▸ TEXT SHOWN
A big thank you to Vincent Walsh, Professor of Human Brain Research at UCL, who recently treated the Sherwood Coaching group to a provocative talk on the science behind behavioural differences in men and women’s approaches to risk and probabilities.

Did you know?

  • In chess, female grandmasters use fewer aggressive opening moves than men.
  • Elite sportswomen typically play it safe earlier in the game than their male counterparts. Even Serena Williams, the world’s no 1 female tennis player will play not to lose, at an earlier stage than the male tennis player ranked 100th in the world.
  • Men make more investment decisions for the short term (sometimes winning headline grabbing returns), whereas the highest performing pension funds over longer periods tend to be run by women.
  • Most candidates who lose their deposits in General Elections are men. Female politicians tend to go for safer seats.

In a session designed to challenge our thinking, Professor Walsh explained that his research has revealed that men and women typically show different neurological responses in tests involving risk assessment and probabilities.  Counter intuitively perhaps, women have been shown in such tests to be more objective and accurate in assessing risk and probabilities than their male counterparts.

So what?

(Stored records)
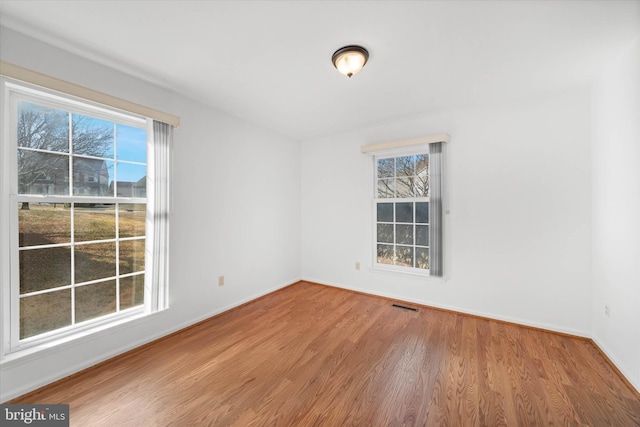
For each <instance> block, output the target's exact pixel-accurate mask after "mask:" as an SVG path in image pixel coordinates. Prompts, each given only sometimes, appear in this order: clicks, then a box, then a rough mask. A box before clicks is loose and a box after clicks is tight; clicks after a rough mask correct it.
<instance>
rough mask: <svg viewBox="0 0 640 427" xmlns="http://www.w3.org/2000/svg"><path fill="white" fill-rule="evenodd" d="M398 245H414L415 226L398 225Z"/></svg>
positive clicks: (397, 234) (396, 241) (397, 231)
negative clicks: (413, 239) (413, 231)
mask: <svg viewBox="0 0 640 427" xmlns="http://www.w3.org/2000/svg"><path fill="white" fill-rule="evenodd" d="M396 243H400V244H403V245H413V225H396Z"/></svg>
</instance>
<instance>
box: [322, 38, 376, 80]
mask: <svg viewBox="0 0 640 427" xmlns="http://www.w3.org/2000/svg"><path fill="white" fill-rule="evenodd" d="M367 59H369V52H367V49H365V48H363V47H362V46H353V45H352V46H345V47H341V48H340V49H338V50H336V51H335V52H334V53H333V56H332V57H331V62H333V66H334V67H336V69H337V70H338V71H339V72H340V74H344V75H345V76H347V77H351V76H353V75H354V74H356V73H357V72H358V71H360V70H362V67H364V64H366V63H367Z"/></svg>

▸ THINGS TO DO
**a.** In the text on how men and women approach risk, who tends to run the highest-performing pension funds over longer periods?
**b.** Give again the stretch of the text on how men and women approach risk from "A big thank" through "run by women.".
**c.** Continue the text on how men and women approach risk from where it stops.

▸ RESPONSES BY TASK
**a.** Women.

**b.**
A big thank you to Vincent Walsh, Professor of Human Brain Research at UCL, who recently treated the Sherwood Coaching group to a provocative talk on the science behind behavioural differences in men and women’s approaches to risk and probabilities.

Did you know?

  • In chess, female grandmasters use fewer aggressive opening moves than men.
  • Elite sportswomen typically play it safe earlier in the game than their male counterparts. Even Serena Williams, the world’s no 1 female tennis player will play not to lose, at an earlier stage than the male tennis player ranked 100th in the world.
  • Men make more investment decisions for the short term (sometimes winning headline grabbing returns), whereas the highest performing pension funds over longer periods tend to be run by women.

**c.**
These neurologically based differences may help to explain why, in the business world, women are less likely to apply for roles or opportunities they do not feel fully qualified for. We often hear that men get more promotions and more pay rises, but they also get more rejections and negative results as a consequence of putting themselves forward more often. However, men typically bounce back from these setbacks to succeed eventually. On the other hand women tend to take feedback and rejection more personally, and are therefore likely to particularly benefit from a buddy to help them interpret feedback and assess promotion opportunities more objectively

In his work with young athletes, Professor Walsh has noticed that teenage boys offered the opportunity of trying for a place in an Olympic team will grab the opportunity (however remote), whilst their female team mates will consider the pros and cons, assess the chances of success and often talk themselves out of it. However, encouraging female athletes to aim for the next level, taking each stage as a discrete target, has been more successful in encouraging female athletes to stay in the game. In the business world this might equate to helping women identify next steps or sub goals, rather than focussing on one overarching goal by which they define their success or failure.

Now what?

Some suggestions for women seeking success at senior level or for those supporting women to achieve:

  • Recognise the extent of your own (and others’) tendencies towards these biases and when they might not be serving you well;
  • Write down the behaviour you want to experiment with instead. This fosters commitment to making the change;
  • Establish your goals early and share with those who can offer support;
  • Break down your goals into a series of achievable next steps;
  • Find a buddy to help you interpret feedback objectively and assess opportunities for advancement;
  • Apply / volunteer for roles you think you might not get – it shows you are enthusiastic and want to be considered for future opportunities (and you might be surprised!);
  • Above all be aware of how your mind-set might be holding you back – be ready to challenge how you assess and respond to risk and probabilities – always assuming that the potential ‘prize’ really matters and is what you really do want.